> **Task directions**
Copy the email reply about the indexed_set review word for word, from beginning to end.

--- Begin Document section ---

Hello Brian, thank you for reviewing indexed_set! ----- Mensaje original ----- De: Brian McNamara <lorgon@cc.gatech.edu> Fecha: Domingo, Marzo 21, 2004 1:00 am Asunto: Re: [boost] Formal Review: Indexed Set
I read the "tutorial" and only glanced at the other sections. The documentation is quite good. A few quick comments:
Some of the code examples in the tutorial have lines longer than 80 chars and they don't render well in my browser. Breaking the long lines into multiple lines will easily fix this.
At one point in the tutorial it says "nth_indexed_type" instead of "nth_index_type". The same (extra "ed") bug is repeated again shortly after the first one.
Thank you, I'll fix these.
I had to manually #include "boost/indexed_set/sequenced_index.hpp" in addition to #include "boost/indexed_set.hpp" in order to get "sequenced" to work. Not sure if this is a bug in the docs or a bug in the library itself; either it should be included automatically, or else the docs should mention including it manually.
Well, this is not actually a bug, buy an issue I would like people to give their opinion about, along with other naming and organizatinal issues. If you feel in the mood, please take a look at the review notes at http://groups.yahoo.com/group/boost/files/indexed_set_review_notes.html Pavel has started an independent thread to treat these points.

--- End Document section ---
--- Begin Dataset excerpts ---

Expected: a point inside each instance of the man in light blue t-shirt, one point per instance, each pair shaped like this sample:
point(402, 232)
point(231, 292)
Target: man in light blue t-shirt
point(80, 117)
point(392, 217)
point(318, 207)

--- End Dataset excerpts ---

> **Output below**
Hello Brian, thank you for reviewing indexed_set! ----- Mensaje original ----- De: Brian McNamara <lorgon@cc.gatech.edu> Fecha: Domingo, Marzo 21, 2004 1:00 am Asunto: Re: [boost] Formal Review: Indexed Set
I read the "tutorial" and only glanced at the other sections. The documentation is quite good. A few quick comments:
Some of the code examples in the tutorial have lines longer than 80 chars and they don't render well in my browser. Breaking the long lines into multiple lines will easily fix this.
At one point in the tutorial it says "nth_indexed_type" instead of "nth_index_type". The same (extra "ed") bug is repeated again shortly after the first one.
Thank you, I'll fix these.
I had to manually #include "boost/indexed_set/sequenced_index.hpp" in addition to #include "boost/indexed_set.hpp" in order to get "sequenced" to work. Not sure if this is a bug in the docs or a bug in the library itself; either it should be included automatically, or else the docs should mention including it manually.
Well, this is not actually a bug, buy an issue I would like people to give their opinion about, along with other naming and organizatinal issues. If you feel in the mood, please take a look at the review notes at http://groups.yahoo.com/group/boost/files/indexed_set_review_notes.html Pavel has started an independent thread to treat these points.